*** Provided records ***

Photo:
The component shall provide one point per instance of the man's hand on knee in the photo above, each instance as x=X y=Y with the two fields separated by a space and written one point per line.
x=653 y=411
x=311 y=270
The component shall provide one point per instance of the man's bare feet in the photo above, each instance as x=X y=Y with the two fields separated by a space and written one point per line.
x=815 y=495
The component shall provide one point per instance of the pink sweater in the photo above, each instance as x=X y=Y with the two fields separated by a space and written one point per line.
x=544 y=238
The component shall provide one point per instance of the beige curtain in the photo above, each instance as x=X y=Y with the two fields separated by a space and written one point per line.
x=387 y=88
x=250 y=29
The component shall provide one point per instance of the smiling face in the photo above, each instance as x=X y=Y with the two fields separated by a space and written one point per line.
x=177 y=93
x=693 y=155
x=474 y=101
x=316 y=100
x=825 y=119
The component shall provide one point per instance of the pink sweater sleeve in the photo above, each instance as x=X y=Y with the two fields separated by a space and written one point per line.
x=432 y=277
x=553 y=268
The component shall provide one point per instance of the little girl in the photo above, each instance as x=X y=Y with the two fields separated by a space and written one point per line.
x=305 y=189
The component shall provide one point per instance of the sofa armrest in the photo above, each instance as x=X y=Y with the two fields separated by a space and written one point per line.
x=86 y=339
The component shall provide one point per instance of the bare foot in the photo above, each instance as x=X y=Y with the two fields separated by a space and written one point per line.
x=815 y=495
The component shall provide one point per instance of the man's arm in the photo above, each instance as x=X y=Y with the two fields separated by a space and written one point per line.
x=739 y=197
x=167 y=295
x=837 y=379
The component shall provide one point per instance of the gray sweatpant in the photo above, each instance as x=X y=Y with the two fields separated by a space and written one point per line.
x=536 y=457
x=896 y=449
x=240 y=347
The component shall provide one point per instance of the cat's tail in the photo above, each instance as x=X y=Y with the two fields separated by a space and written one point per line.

***

### Exercise
Retype every line of the data above exactly.

### Answer section
Photo:
The component shall provide one point per instance of the man's hand on knee in the photo above, each instance as x=X y=Y with the two fields separated by a space and written one point per line.
x=653 y=411
x=311 y=270
The component shall provide one point per instance of the man's bare feet in the photo above, each instance as x=X y=Y with the two fields separated by a space and written one point per line.
x=815 y=495
The component shall provide one point per instance of the pink sweater in the photo above, each instance as x=X y=Y with the two fields separated by a space and written one point per line.
x=544 y=238
The component shall provide one point per instance of the beige curtain in the photo above, each instance as x=X y=Y with the two fields separated by a space and written one point per line.
x=387 y=88
x=250 y=29
The component shall provide one point per instance of the smiling face in the photo above, each instance as x=X y=Y with the two fields separated by a space and written one point per line.
x=177 y=93
x=693 y=155
x=474 y=101
x=316 y=100
x=825 y=119
The component shall provide one point per instance of the pink sweater sleeve in the photo above, each instance as x=X y=Y with the two fields separated by a space and written one point per line.
x=432 y=277
x=553 y=268
The component shall provide one point per instance of the little girl in the photo above, each instance as x=X y=Y with the two fields separated by a space and written one point per line.
x=305 y=189
The component shall provide one point per instance of the sofa armrest in the photo above, each instance as x=X y=Y with the two fields separated by a space and written one point per line.
x=86 y=339
The component shall provide one point per instance of the bare foot in the photo above, each instance as x=X y=Y with the two fields separated by a space and written one point per line.
x=815 y=495
The component shall provide one point per instance of the man's arm in the photo above, each instance as x=X y=Y with the two fields separated by a space and written one point per line.
x=739 y=197
x=167 y=295
x=837 y=379
The component shall provide one point per instance of the gray sweatpant in the photo above, each instance as x=X y=Y with the two fields separated by a space and written one point per line.
x=536 y=457
x=896 y=449
x=240 y=347
The component shall provide one point per instance of the cat's tail in the photo above, each instance as x=X y=Y with the two fields separated by a space and written one point per line.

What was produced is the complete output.